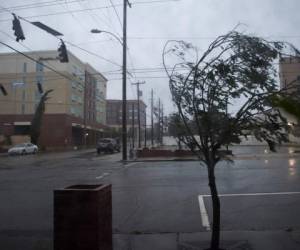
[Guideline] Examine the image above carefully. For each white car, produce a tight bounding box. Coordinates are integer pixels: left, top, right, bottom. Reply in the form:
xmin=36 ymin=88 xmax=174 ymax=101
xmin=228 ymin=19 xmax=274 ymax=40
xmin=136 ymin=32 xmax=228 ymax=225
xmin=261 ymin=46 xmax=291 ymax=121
xmin=8 ymin=143 xmax=39 ymax=155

Set exercise> Please change "white car" to "blue van" throughout the entries above, and give them back otherwise unchanged, without the pictures.

Task output>
[Guideline] Examine the image above carefully. For each blue van, produce a tight bounding box. Coordinates are integer pixels: left, top, right, bottom. Reply in the form:
xmin=36 ymin=88 xmax=174 ymax=101
xmin=228 ymin=19 xmax=274 ymax=40
xmin=136 ymin=32 xmax=228 ymax=225
xmin=261 ymin=46 xmax=291 ymax=121
xmin=8 ymin=143 xmax=39 ymax=155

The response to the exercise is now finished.